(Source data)
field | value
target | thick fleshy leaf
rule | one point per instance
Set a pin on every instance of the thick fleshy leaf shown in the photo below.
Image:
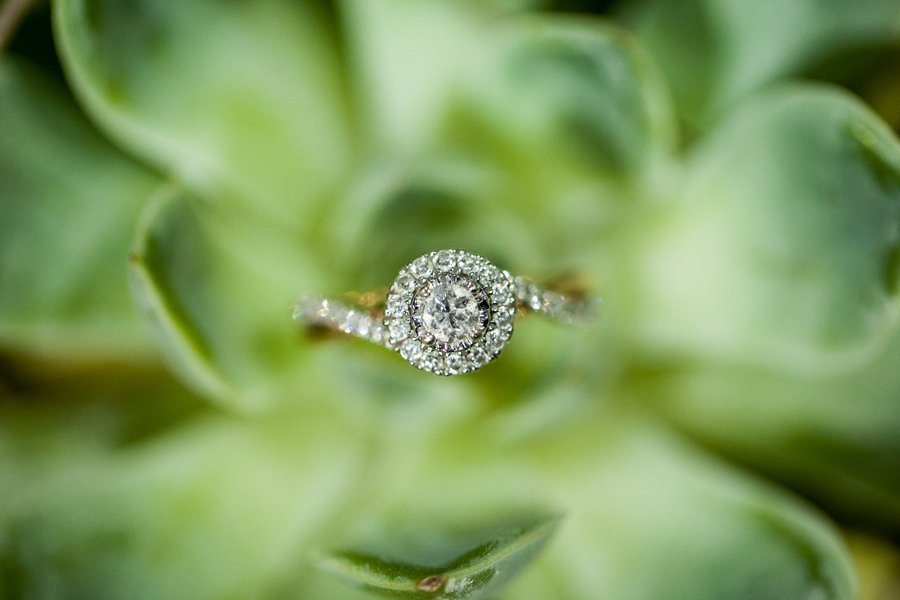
(481, 570)
(836, 437)
(242, 98)
(636, 501)
(577, 92)
(207, 508)
(68, 204)
(783, 251)
(218, 286)
(545, 120)
(715, 51)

**To do**.
The reply should repeat the data in full, exactly as given, and contain no pictures.

**Solved exercise**.
field | value
target | thick fleshy leaf
rule | one point per instance
Set a pin on every instance of the thick fleshy leaf shown in the photo below.
Image:
(481, 570)
(836, 437)
(242, 98)
(636, 501)
(577, 92)
(207, 508)
(68, 204)
(783, 251)
(218, 286)
(545, 120)
(715, 51)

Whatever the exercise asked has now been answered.